■ YOUR INSTRUCTIONS
Copy out the complete listing, word for word.

(Pointing dataset records)
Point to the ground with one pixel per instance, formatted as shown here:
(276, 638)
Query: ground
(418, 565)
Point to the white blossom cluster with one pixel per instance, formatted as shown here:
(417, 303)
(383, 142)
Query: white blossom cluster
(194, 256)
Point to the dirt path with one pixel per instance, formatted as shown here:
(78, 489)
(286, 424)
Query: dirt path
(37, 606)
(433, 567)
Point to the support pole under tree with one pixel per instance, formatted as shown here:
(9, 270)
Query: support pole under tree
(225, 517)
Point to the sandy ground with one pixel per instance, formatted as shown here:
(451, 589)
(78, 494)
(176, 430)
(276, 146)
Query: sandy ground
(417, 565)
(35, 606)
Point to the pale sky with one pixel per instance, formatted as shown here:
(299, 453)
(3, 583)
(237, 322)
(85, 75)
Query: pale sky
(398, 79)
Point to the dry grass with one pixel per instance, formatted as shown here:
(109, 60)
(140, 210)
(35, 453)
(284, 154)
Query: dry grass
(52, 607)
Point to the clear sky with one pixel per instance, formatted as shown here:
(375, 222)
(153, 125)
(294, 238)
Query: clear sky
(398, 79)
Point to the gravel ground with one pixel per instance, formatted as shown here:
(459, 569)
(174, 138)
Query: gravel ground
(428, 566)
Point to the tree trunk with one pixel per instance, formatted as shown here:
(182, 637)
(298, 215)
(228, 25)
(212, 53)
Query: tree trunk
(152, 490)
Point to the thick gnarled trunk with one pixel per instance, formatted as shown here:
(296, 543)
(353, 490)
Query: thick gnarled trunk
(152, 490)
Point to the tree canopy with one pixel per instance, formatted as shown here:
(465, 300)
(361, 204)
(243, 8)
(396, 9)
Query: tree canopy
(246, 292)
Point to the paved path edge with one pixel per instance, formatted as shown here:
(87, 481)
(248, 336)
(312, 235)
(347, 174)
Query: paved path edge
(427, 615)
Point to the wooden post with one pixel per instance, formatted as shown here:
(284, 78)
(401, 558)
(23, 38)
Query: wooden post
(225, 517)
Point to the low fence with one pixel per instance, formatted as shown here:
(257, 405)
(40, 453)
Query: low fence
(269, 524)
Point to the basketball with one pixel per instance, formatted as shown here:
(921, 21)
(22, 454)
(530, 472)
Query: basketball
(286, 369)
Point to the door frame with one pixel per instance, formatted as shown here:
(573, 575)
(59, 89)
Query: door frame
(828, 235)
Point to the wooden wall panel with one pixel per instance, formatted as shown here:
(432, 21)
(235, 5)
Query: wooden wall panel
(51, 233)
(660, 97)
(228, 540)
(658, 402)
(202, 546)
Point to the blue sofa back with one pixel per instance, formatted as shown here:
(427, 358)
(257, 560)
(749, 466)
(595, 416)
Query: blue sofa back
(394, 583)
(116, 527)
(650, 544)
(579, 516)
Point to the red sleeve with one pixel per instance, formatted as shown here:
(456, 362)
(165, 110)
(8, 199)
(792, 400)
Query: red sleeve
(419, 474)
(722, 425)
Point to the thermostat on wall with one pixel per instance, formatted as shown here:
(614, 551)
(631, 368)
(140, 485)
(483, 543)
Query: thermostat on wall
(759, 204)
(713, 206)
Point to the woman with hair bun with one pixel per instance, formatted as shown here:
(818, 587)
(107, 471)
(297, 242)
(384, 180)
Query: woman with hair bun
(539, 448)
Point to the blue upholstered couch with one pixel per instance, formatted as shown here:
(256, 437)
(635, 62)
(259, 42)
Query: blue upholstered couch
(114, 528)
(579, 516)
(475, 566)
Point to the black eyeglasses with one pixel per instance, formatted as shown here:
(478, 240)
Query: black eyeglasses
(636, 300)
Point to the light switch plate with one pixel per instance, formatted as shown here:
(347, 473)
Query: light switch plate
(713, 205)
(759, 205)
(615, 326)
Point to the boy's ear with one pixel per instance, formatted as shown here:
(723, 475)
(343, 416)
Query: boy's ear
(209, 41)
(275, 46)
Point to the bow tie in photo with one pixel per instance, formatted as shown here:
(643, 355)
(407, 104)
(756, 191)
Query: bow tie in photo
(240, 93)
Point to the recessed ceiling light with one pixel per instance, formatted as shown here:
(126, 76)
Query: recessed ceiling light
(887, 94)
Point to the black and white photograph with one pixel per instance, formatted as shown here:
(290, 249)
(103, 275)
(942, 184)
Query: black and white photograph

■ EXERCISE SOLUTION
Point to the ground with one pixel per instance, formatted as shown here:
(276, 638)
Query: ground
(418, 565)
Point to the white blossom cluster with one pixel per instance, formatted as shown here:
(417, 303)
(383, 142)
Query: white blossom cluster
(194, 256)
Point to the dirt path with one pixel per instance, formatted as shown here:
(78, 489)
(286, 424)
Query: dirt path
(37, 606)
(433, 567)
Point to the support pole under tree with one pixel per instance, formatted as shown here:
(9, 270)
Query: support pole under tree
(225, 517)
Point to the sandy ground with one pixel per instance, formatted as shown here:
(451, 589)
(78, 494)
(176, 430)
(276, 146)
Query: sandy ground
(417, 565)
(35, 606)
Point to the pale sky with one pixel per instance, formatted as shown here:
(299, 453)
(3, 583)
(237, 322)
(85, 75)
Query: pale sky
(398, 79)
Point to the dry grass with one pixel per instance, formatted as shown here:
(109, 60)
(140, 210)
(35, 453)
(284, 154)
Query: dry grass
(52, 607)
Point to the clear sky with one pixel per instance, formatted as shown here:
(375, 222)
(153, 125)
(294, 238)
Query: clear sky
(398, 79)
Point to the gravel ground with one pixel per instance, formatted as shown here:
(459, 569)
(174, 138)
Query: gravel ground
(428, 566)
Point to the tree trunk with one pixel per instance, formatted as shown here:
(182, 637)
(298, 215)
(228, 25)
(212, 53)
Query: tree trunk
(152, 490)
Point to the thick gnarled trunk with one pixel per instance, formatted as shown here:
(296, 543)
(353, 490)
Query: thick gnarled trunk
(152, 490)
Point to the tree canopy with one pixel per instance, formatted as shown here:
(465, 300)
(361, 204)
(243, 8)
(396, 9)
Query: tree canopy
(246, 292)
Point to the paved path edge with one pixel per instance, formatted as shown here:
(87, 481)
(248, 336)
(312, 235)
(347, 174)
Query: paved path edge
(427, 615)
Point to the wooden post with one pixel per instance, formatted as shown here:
(284, 78)
(401, 558)
(23, 38)
Query: wooden post
(225, 517)
Point to the low fence with one pixel per instance, formatted as shown here:
(257, 405)
(40, 453)
Query: low fence
(269, 524)
Point to the basketball with one pixel per instance, formatted as shown here:
(921, 21)
(22, 454)
(530, 472)
Query: basketball
(286, 369)
Point to the door frame with one pixel per instance, formatted as shown here:
(573, 575)
(59, 89)
Query: door frame
(828, 235)
Point to the wooden wall panel with one pixel per instance, formatted as shown here:
(432, 21)
(235, 5)
Query: wooden wall panel
(51, 233)
(660, 97)
(228, 540)
(658, 402)
(202, 546)
Point to the blue sofa back with one pixel per instance, formatted as shown here:
(427, 358)
(257, 560)
(749, 466)
(595, 416)
Query: blue sofa back
(394, 583)
(116, 527)
(650, 544)
(579, 516)
Point to the red sleeve with one pixel per instance, formatted as shown here:
(456, 362)
(165, 110)
(8, 199)
(792, 400)
Query: red sleeve
(419, 474)
(722, 425)
Point to the thermostat on wall with one pixel per instance, formatted as shown here:
(614, 551)
(631, 368)
(140, 485)
(483, 543)
Query: thermostat on wall
(759, 204)
(713, 206)
Point to the woman with hair bun with one pixel per instance, formatted as shown here:
(818, 587)
(107, 471)
(297, 242)
(384, 180)
Query: woman with hair bun
(539, 448)
Point to the blue upholstered couch with one pixel per instance, formatted as shown here:
(256, 437)
(635, 62)
(259, 42)
Query: blue upholstered couch
(114, 528)
(579, 516)
(475, 566)
Point to the black eyeglasses with one pixel per instance, formatted as shown here:
(478, 240)
Query: black eyeglasses
(636, 300)
Point to the light switch plate with one pixel per instance, formatted as shown here:
(347, 473)
Query: light switch plate
(713, 205)
(759, 205)
(615, 326)
Point to the boy's ear with one pixel per instance, formatted as shown here:
(723, 475)
(343, 416)
Query: boy's ear
(209, 41)
(275, 46)
Point to the bow tie in photo with one pixel per instance, formatted as shown here:
(643, 355)
(407, 104)
(756, 191)
Query: bow tie in photo
(240, 93)
Point to the recessed ceiling light with one pixel per instance, formatted as shown here:
(126, 76)
Query: recessed ceiling light
(887, 94)
Point to the black and white photograph with one pixel per instance, formatted as shown here:
(290, 249)
(103, 275)
(942, 184)
Query: black and white photograph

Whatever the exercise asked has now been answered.